* [EXERCISE BRIEF]:
Reproduce the records below; each should match the original exactly.

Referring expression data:

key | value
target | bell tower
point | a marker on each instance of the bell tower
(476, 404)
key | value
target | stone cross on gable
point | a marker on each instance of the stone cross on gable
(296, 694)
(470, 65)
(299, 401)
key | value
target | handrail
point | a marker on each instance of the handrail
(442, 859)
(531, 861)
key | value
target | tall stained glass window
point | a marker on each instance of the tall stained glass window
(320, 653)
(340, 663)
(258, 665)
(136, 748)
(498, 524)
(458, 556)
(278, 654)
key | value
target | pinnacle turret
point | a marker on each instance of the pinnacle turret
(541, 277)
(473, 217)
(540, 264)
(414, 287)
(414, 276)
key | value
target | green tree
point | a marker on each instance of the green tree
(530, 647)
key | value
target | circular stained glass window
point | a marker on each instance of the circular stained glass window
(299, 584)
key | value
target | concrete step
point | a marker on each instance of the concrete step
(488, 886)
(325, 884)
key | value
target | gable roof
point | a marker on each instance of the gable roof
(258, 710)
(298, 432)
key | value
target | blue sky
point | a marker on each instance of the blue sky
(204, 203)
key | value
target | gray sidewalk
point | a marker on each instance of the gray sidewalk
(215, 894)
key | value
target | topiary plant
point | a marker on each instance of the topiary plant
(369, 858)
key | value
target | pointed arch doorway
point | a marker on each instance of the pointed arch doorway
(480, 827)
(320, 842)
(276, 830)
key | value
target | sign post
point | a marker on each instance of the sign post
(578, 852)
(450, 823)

* [RESPONSE AREA]:
key | value
target | bell tower
point | a marker on each instance of the bell tower
(476, 404)
key | value
target | stone cross on gable
point | a marker on each instance of the stone cross on gable
(296, 694)
(470, 65)
(299, 401)
key | value
target | handrail
point | a marker on each instance of the handrail
(442, 859)
(531, 861)
key | value
target | tall stained glass window
point | a marker on each instance of the tall stained glass window
(320, 653)
(340, 663)
(258, 665)
(136, 748)
(498, 524)
(458, 556)
(278, 654)
key | value
target | pinnacle turret
point | a marker on each instance of the pinnacle turret
(541, 277)
(473, 217)
(540, 264)
(414, 287)
(414, 276)
key | value
target | green tree
point | a marker on each instance of the green tree
(530, 647)
key | value
target | circular stained glass window
point | a marker on each instance of the circular stained glass window
(299, 584)
key | value
target | concrete step
point | a marker on each instance of the concrete step
(488, 886)
(325, 884)
key | value
target | gable roof
point | a marker on each instance of the gable roof
(258, 710)
(298, 432)
key | value
target | blue sky
point | a marker on each instance of the blue sky
(204, 203)
key | value
target | gray sidewalk
point | a marker on each instance of the gray sidewalk
(215, 894)
key | value
target | topiary plant
point | a marker on each instance of the topiary plant
(369, 858)
key | value
target | pointed arch doorway
point | a marker on each instance of the pointed arch doorway
(480, 827)
(320, 842)
(276, 830)
key | value
target | sign post
point | a marker on each instance of the sign post
(578, 852)
(450, 823)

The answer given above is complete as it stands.